### What is expected
Please reproduce all of the rows below word for word, with no changes.
━━━ Items
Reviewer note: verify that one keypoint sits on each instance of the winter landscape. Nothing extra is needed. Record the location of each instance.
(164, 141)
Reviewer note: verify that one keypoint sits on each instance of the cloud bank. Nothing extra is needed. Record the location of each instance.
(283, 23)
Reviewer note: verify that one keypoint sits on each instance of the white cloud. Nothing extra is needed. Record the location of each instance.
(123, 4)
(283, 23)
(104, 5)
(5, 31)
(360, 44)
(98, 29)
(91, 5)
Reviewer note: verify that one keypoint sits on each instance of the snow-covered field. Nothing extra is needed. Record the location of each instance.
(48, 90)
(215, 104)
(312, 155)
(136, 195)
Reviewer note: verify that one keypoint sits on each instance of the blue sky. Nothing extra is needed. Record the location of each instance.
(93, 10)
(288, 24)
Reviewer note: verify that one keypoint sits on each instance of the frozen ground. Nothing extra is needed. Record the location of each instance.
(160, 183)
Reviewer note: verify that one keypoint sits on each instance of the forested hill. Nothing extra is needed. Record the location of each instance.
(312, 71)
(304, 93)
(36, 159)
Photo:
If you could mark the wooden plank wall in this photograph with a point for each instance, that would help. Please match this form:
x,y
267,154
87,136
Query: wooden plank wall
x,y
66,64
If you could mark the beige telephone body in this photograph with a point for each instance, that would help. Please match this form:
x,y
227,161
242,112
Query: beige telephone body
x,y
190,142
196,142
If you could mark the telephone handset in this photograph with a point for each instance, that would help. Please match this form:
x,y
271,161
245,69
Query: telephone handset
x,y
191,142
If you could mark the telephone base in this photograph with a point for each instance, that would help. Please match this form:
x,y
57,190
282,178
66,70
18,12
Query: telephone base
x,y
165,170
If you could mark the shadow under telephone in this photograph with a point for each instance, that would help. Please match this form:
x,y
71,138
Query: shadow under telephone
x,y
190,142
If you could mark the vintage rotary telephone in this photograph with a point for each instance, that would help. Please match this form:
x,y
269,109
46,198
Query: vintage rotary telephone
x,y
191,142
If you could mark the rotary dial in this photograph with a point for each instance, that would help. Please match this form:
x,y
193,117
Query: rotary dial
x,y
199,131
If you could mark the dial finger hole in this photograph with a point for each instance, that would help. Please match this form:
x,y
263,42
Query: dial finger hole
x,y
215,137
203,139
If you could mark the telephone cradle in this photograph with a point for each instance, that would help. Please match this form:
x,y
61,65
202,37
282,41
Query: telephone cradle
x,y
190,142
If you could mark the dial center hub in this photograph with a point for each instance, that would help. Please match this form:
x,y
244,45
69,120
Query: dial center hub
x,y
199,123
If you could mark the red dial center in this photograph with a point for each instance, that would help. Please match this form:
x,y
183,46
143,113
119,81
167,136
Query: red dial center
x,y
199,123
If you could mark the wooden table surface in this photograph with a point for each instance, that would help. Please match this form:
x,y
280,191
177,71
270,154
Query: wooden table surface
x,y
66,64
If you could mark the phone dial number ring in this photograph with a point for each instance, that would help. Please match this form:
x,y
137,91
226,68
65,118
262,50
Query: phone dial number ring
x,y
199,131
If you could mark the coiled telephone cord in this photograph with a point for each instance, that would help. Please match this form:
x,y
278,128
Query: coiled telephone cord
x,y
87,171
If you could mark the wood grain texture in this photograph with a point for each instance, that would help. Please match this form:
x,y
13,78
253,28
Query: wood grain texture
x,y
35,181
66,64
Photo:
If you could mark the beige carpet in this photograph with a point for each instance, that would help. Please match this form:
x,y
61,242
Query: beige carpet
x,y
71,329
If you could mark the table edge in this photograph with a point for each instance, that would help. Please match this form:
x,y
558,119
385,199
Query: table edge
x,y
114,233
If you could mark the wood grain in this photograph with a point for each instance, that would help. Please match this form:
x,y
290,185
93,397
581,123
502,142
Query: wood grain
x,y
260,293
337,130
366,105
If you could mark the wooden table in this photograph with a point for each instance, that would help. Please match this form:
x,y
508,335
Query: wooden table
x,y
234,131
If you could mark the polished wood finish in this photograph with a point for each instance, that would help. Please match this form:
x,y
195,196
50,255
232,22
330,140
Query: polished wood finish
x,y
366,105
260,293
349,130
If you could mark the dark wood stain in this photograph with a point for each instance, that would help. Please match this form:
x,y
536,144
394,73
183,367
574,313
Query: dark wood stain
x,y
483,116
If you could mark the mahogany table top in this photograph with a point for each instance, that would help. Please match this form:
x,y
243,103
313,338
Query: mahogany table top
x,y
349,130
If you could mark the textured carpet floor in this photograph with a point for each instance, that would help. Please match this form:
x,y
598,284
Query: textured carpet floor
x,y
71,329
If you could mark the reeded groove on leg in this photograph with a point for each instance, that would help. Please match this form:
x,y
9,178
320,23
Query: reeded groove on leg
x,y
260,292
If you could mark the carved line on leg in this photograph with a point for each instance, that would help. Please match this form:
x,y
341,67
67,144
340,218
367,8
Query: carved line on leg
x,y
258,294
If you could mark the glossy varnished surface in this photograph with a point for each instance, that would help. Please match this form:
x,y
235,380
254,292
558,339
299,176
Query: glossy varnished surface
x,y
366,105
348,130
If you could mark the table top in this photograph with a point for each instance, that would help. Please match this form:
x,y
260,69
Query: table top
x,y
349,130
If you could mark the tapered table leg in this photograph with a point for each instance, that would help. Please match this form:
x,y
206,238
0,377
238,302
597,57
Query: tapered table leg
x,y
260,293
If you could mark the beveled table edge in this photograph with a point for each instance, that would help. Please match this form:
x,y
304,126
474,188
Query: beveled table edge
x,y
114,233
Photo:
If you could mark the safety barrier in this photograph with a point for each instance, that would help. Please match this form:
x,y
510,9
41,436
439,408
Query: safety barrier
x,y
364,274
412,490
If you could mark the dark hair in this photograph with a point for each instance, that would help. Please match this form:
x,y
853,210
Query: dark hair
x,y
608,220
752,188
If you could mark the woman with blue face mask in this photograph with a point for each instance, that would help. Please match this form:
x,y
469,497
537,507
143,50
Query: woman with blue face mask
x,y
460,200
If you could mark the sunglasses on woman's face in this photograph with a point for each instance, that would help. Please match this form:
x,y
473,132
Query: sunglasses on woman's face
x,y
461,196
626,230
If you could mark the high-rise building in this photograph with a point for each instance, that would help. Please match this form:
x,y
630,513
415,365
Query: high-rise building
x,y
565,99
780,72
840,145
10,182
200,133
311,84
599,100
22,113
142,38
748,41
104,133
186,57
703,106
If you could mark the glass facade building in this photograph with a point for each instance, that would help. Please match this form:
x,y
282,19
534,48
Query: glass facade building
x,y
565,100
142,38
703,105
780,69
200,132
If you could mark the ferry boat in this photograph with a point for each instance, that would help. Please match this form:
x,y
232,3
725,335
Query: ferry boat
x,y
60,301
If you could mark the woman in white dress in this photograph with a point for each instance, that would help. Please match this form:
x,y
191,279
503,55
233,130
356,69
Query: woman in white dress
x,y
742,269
━━━━━━
### Solved exercise
Reviewer note: verify that one keypoint sits on each instance of the winter landscape. Nothing extra is needed. Record the location of each instance.
(164, 141)
Reviewer note: verify that one keypoint sits on each instance of the cloud bank. Nothing extra is needed. Record the location of each instance.
(283, 23)
Reviewer note: verify that one keypoint sits on each instance of the white cloud. Nothing extra is needed. Record the location of each instance.
(123, 4)
(283, 23)
(104, 5)
(5, 31)
(360, 44)
(98, 29)
(91, 5)
Reviewer note: verify that one keypoint sits on each instance of the snow-covered field. Nothing extra is needed. Record the location of each instance.
(48, 90)
(215, 104)
(312, 155)
(136, 195)
Reviewer note: verify that one keypoint sits on each instance of the blue sky. Nothing extra is needed. Record the location of each instance.
(93, 10)
(288, 24)
Reviewer note: verify that one keypoint sits on each instance of the frozen ground. Nothing extra is needed. Record the location of each instance.
(160, 183)
Reviewer note: verify that one keypoint sits on each instance of the forested hill. Nothing extra is needed. Record the location of each instance.
(312, 71)
(304, 93)
(36, 159)
Photo:
If you could mark the wooden plank wall in this photograph with a point for each instance, that would help. Please match this form:
x,y
267,154
87,136
Query: wooden plank wall
x,y
66,64
If you could mark the beige telephone body in this photograph with a point for each instance, that would help. Please match this form:
x,y
227,161
242,112
Query: beige telephone body
x,y
190,142
196,142
If you could mark the telephone handset in this photograph with a point for each instance, that would help. Please match this form:
x,y
271,161
245,69
Query: telephone handset
x,y
191,142
If you could mark the telephone base in this photograph with a point for each instance, that would help. Please match this form:
x,y
57,190
282,178
66,70
18,12
Query: telephone base
x,y
165,170
If you could mark the shadow under telephone in this photograph with a point for each instance, that would help. Please match this form:
x,y
71,138
Query: shadow under telephone
x,y
190,142
If you could mark the vintage rotary telephone in this photograph with a point for each instance, that would help. Please match this form:
x,y
269,109
46,198
Query: vintage rotary telephone
x,y
191,142
If you could mark the rotary dial in this photograph with a point for each instance, that would help. Please match this form:
x,y
193,117
Query: rotary dial
x,y
199,131
If you could mark the dial finger hole in this photograph with a point for each instance, that would help. Please match this form:
x,y
263,42
Query: dial finger hole
x,y
215,137
203,139
If you could mark the telephone cradle in this photograph with a point for each instance, that would help. Please match this form:
x,y
61,65
202,37
282,41
Query: telephone cradle
x,y
190,142
If you could mark the dial center hub in this photograph with a point for each instance, that would help. Please match this form:
x,y
244,45
69,120
Query: dial center hub
x,y
199,123
If you could mark the red dial center in this photograph with a point for each instance, that would help. Please match this form:
x,y
183,46
143,113
119,81
167,136
Query: red dial center
x,y
199,123
If you could mark the wooden table surface in this photograph with a point for each instance, that would help. Please match this form:
x,y
280,191
177,71
270,154
Query: wooden table surface
x,y
66,64
If you could mark the phone dial number ring in this photograph with a point for each instance, that would help. Please match this form:
x,y
137,91
226,68
65,118
262,50
Query: phone dial number ring
x,y
199,131
If you could mark the coiled telephone cord in this photograph with a point for each instance, that would help. Please match this form:
x,y
278,128
Query: coiled telephone cord
x,y
87,171
If you could mark the wood grain texture in this photograph with a point for each instance, that would help. Please match this form:
x,y
13,78
253,28
Query: wood grain texture
x,y
35,181
66,64
Photo:
If you could mark the beige carpet in this photograph with a point for each instance, that would help. Please match this form:
x,y
61,242
Query: beige carpet
x,y
71,329
If you could mark the table edge in this photograph with a point for each instance, that would help. Please match this form:
x,y
558,119
385,199
Query: table edge
x,y
114,233
If you could mark the wood grain in this photograph with a point for each instance, that would help. Please match this form:
x,y
290,185
93,397
581,123
502,142
Query: wood grain
x,y
260,293
337,130
366,105
If you could mark the wooden table in this photograph with a point for each instance, that would help. Please match this form:
x,y
508,335
Query: wooden table
x,y
234,131
If you could mark the polished wood finish in this photograph with a point for each instance, that would help. Please match this form:
x,y
195,196
50,255
232,22
330,140
Query: polished wood finish
x,y
366,105
260,293
349,130
If you could mark the dark wood stain in this photograph with a point for each instance, that would help. Please match this form:
x,y
536,144
394,73
183,367
574,313
Query: dark wood stain
x,y
483,116
If you could mark the mahogany table top in this photograph with a point for each instance, that would help. Please match this form:
x,y
243,103
313,338
Query: mahogany table top
x,y
349,130
If you could mark the textured carpet floor in this photograph with a point for each instance, that would help. Please match this form:
x,y
598,284
Query: textured carpet floor
x,y
71,329
If you could mark the reeded groove on leg in this photograph with a point for each instance, that would help. Please match this form:
x,y
9,178
320,23
Query: reeded groove on leg
x,y
260,292
If you could mark the carved line on leg in this photograph with a point for each instance, that would help. Please match this form:
x,y
341,67
67,144
340,218
367,8
Query: carved line on leg
x,y
258,294
If you could mark the glossy varnished surface in this photograph with a point for each instance, that would help. Please match this form:
x,y
235,380
254,292
558,339
299,176
Query: glossy varnished surface
x,y
366,105
348,130
If you could mark the table top in this photograph with a point for each instance, that would help. Please match this form:
x,y
260,69
Query: table top
x,y
349,130
If you could mark the tapered table leg in this photograph with a point for each instance, that would help. Please match this form:
x,y
206,238
0,377
238,302
597,57
Query: tapered table leg
x,y
260,293
If you could mark the beveled table edge in this photograph with a point for each instance, that would help. Please match this form:
x,y
304,126
474,188
Query: beveled table edge
x,y
114,233
Photo:
If you could mark the safety barrier in this photograph with a point for each instance, that would help. Please match this form:
x,y
510,9
41,436
439,408
Query: safety barrier
x,y
364,274
412,490
If you could mark the dark hair in this photograph with a point for each instance, that would help. Please match this form:
x,y
853,210
Query: dark hair
x,y
608,220
752,188
If you could mark the woman with blue face mask in this photograph with a point for each instance, that would help. Please match this form:
x,y
469,497
537,507
143,50
Query: woman with blue face mask
x,y
460,200
If you could mark the sunglasses on woman's face in this photograph with a point for each instance, that would help. Please match this form:
x,y
473,132
Query: sunglasses on woman's face
x,y
461,196
626,230
If you could mark the high-rise building in this photograph with a point for each instance, that would help. Please match this form:
x,y
630,513
415,365
Query: high-rise building
x,y
565,99
780,72
840,145
10,182
200,133
311,84
599,100
22,113
142,38
748,41
104,133
186,57
703,106
If you could mark the glass facade building in this photograph with a point for each instance, that would help. Please match this form:
x,y
282,19
534,48
Query: glass facade building
x,y
565,100
142,38
703,105
780,69
200,132
If you could mark the ferry boat in this photograph with a point for each instance, that would help. Please match this form:
x,y
232,3
725,335
Query: ferry boat
x,y
60,301
If you could mark the woman in white dress in this photograph with a point for each instance, that would help. Please match this form:
x,y
191,279
503,55
233,130
356,69
Query: woman in white dress
x,y
742,269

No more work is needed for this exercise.